──────── Input rows ────────
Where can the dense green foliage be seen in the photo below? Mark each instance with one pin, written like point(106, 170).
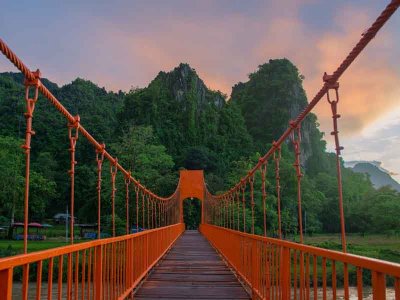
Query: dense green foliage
point(177, 122)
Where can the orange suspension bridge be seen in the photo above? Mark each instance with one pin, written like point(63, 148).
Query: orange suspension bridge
point(225, 260)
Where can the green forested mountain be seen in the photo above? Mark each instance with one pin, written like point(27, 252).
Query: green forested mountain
point(177, 122)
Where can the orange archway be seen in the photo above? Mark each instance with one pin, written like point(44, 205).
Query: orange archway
point(191, 184)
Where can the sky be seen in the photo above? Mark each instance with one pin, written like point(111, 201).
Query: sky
point(124, 44)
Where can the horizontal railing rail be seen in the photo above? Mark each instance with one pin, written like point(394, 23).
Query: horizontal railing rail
point(279, 269)
point(102, 269)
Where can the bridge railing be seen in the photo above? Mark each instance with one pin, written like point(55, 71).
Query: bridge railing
point(102, 269)
point(279, 269)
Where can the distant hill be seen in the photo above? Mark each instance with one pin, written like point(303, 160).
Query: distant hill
point(378, 175)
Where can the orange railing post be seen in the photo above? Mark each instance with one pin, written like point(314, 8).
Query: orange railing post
point(6, 284)
point(285, 272)
point(98, 275)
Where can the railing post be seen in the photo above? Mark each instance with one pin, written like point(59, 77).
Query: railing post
────────
Required work >> Please copy all the records above again, switching every "railing" to "barrier" and keeping everything else the same. Leave the pictures out.

Answer to this problem >>
Where can the dense green foliage be seen in the photo below? Mark each instance with one pin, written like point(106, 170).
Query: dense green foliage
point(177, 122)
Where can the orange suspension bridge be seen in the photo above? Mark each instance with one pin, written like point(63, 148).
Query: orange suspension bridge
point(225, 260)
Where can the green forested mountain be seen in the photo above? Mark each instance with one pin, written like point(27, 252).
Query: green forested mountain
point(177, 122)
Where can the orange archway be seen in the photo above? Mark each instance with one pin, written like point(44, 205).
Query: orange archway
point(191, 184)
Where can the sky be seen in the photo above? Mark each instance with one pin, written like point(111, 201).
Query: sky
point(124, 44)
Where can the horizontal barrier rail be seen in the photo above? Mark each instance with one pin, written like point(394, 23).
Query: horizontal barrier rail
point(279, 269)
point(102, 269)
Where can the bridge barrier be seen in the photo above? Mark each instance with one pin, written like point(55, 71).
Query: bridge barrier
point(102, 269)
point(279, 269)
Where can the distant hill be seen in the photo above? Mark each instance with one pin, written like point(303, 160).
Query: distant hill
point(378, 175)
Where can the orange barrier post be seen in the photo above? Mark each instance with one pin, written like point(314, 8).
Query: orange barrier post
point(6, 284)
point(285, 272)
point(98, 275)
Where can the barrier post be seen in the photo above? Mark each instance with one pin, written like point(59, 77).
Query: barrier post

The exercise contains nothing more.